===== Selected text =====

Used for deleting a sub-set of data from a specified table and records from referenced tables. Cascading deletes of dependent tables is supported and shown in the sample code below.

The 3 cascading delete methods have different performance of deleting a hierarchy of records. The characteristics are:

  • cascading

    • Children are deleted first, and the parent last

    • Generally works without disabling constraints

    • Slow performance (one by one)

  • not-exists

    • Parent is deleted first

      • DELETE FROM parent WHERE XX

    • Thereafter all orphans are deleted using

      • DELETE FROM child WHERE NOT EXISTS (SELECT * FROM parent WHERE parent.id = child.parent_id)

===== Extracted data =====

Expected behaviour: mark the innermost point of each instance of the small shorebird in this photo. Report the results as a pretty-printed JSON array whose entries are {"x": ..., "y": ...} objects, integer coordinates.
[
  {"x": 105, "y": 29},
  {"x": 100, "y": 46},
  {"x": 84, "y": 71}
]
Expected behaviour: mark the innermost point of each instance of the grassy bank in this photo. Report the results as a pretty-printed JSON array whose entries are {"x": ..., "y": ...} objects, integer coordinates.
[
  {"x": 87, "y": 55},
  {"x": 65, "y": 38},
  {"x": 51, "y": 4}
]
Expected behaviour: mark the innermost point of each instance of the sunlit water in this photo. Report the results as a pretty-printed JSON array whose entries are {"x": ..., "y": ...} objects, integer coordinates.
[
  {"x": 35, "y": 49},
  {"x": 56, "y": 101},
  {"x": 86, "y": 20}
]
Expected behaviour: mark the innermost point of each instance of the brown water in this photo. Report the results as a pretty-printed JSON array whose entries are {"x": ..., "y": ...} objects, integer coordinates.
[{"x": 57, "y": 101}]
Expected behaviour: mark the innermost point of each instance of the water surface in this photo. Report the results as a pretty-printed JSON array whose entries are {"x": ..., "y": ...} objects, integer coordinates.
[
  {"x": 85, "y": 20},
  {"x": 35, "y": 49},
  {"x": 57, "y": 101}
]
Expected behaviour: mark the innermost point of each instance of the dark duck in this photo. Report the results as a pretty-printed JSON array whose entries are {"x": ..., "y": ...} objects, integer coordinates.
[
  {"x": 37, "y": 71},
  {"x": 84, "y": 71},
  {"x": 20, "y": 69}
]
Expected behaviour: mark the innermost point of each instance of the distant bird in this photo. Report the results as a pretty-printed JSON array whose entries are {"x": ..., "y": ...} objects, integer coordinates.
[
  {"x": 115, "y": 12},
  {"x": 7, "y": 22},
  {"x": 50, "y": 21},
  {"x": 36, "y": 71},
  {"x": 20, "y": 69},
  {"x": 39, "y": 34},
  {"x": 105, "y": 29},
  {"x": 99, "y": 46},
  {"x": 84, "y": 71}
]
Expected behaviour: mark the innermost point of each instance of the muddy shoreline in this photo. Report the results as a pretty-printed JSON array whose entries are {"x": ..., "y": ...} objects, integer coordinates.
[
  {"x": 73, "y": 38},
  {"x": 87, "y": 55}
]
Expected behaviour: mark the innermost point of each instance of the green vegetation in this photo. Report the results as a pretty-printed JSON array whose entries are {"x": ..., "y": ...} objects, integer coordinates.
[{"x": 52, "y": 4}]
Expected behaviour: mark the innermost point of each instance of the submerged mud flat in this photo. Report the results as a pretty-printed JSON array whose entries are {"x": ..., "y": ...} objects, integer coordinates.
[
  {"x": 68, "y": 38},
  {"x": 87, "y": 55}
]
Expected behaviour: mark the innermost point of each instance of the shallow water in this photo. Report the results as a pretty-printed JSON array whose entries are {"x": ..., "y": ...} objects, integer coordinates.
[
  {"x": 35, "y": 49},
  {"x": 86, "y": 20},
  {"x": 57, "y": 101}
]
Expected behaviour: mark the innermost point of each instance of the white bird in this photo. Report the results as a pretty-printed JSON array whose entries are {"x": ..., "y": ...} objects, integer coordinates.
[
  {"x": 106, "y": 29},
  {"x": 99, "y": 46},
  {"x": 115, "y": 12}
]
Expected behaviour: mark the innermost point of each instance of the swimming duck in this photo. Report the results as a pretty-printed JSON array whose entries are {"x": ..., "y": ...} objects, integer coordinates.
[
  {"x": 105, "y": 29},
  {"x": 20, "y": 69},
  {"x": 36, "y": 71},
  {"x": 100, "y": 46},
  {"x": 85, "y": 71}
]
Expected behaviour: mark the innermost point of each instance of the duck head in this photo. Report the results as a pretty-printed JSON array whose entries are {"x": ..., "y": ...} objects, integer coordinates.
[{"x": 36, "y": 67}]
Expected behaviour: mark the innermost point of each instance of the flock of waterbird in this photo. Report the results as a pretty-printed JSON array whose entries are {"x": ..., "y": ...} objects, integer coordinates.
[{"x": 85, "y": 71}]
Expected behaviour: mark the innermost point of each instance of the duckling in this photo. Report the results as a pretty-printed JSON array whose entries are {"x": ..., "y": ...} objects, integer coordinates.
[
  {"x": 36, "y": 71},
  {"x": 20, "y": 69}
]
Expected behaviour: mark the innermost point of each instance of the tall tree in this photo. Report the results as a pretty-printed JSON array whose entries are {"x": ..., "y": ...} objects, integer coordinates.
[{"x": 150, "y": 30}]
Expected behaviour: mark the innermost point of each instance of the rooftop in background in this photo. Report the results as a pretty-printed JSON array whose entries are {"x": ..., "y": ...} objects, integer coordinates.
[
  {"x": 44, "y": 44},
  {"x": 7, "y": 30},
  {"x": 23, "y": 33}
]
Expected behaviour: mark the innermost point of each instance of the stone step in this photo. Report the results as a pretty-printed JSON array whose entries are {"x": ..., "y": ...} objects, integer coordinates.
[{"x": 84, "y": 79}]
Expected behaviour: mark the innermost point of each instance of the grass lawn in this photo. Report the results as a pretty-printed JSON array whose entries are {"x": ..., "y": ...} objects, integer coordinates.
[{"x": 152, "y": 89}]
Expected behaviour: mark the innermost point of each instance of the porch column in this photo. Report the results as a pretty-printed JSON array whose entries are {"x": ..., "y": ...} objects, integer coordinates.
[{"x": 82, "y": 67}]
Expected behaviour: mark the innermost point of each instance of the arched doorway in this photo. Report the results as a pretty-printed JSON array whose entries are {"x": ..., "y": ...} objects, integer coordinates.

=====

◆ Prompt
Resume the text on cascading delete methods, continuing from the point after its final line.

◆ Result of this task
    • Fastest, but constraints must be disabled

  • not-in

    • Parent is deleted first

    • Thereafter all orphans are deleted using

      • WHERE child.parent_id NOT IN (SELECT DISTINCT parent.id FROM parent)

    • Fast, but constraints must be disabled

cascade

images/download/attachments/40534018/cascade.png

delete HOTELCHAIN where "ID = 0" {
cascade HOTEL parent ID child CHAIN_ID {
cascade BOOKING parent ID child HOTEL_ID {
cascade STAY parent ID child BOOKING_ID {
cascade NIGHT parent SERIALNO, CUSTOMER_CUSTOMERNO
child STAY_SERIALNO, STAY_CUSTOMER_CUSTOMERNO
}
}
}
}

erase

images/download/attachments/40534018/erase.png

Used for erasing records in a table by anonymizing specified columns and deleting records from it's referenced tables, or masking specified columns in the referenced tables. It contains a parameterized condition bases on the selected tables primary key.

eraseTable

images/download/attachments/40534018/eraseTable.png

erase CUSTOMER
where "CUSTOMERNO = %PARAMETER%"
mask NAME format "firstname lastname"
mask EMAIL format epost@email.com
{
// Anonymize identifiable columns
cascade ADDRESS
parent CUSTOMERNO
child CUSTOMER_CUSTOMERNO
mask HOMEADDRESS format "Home address"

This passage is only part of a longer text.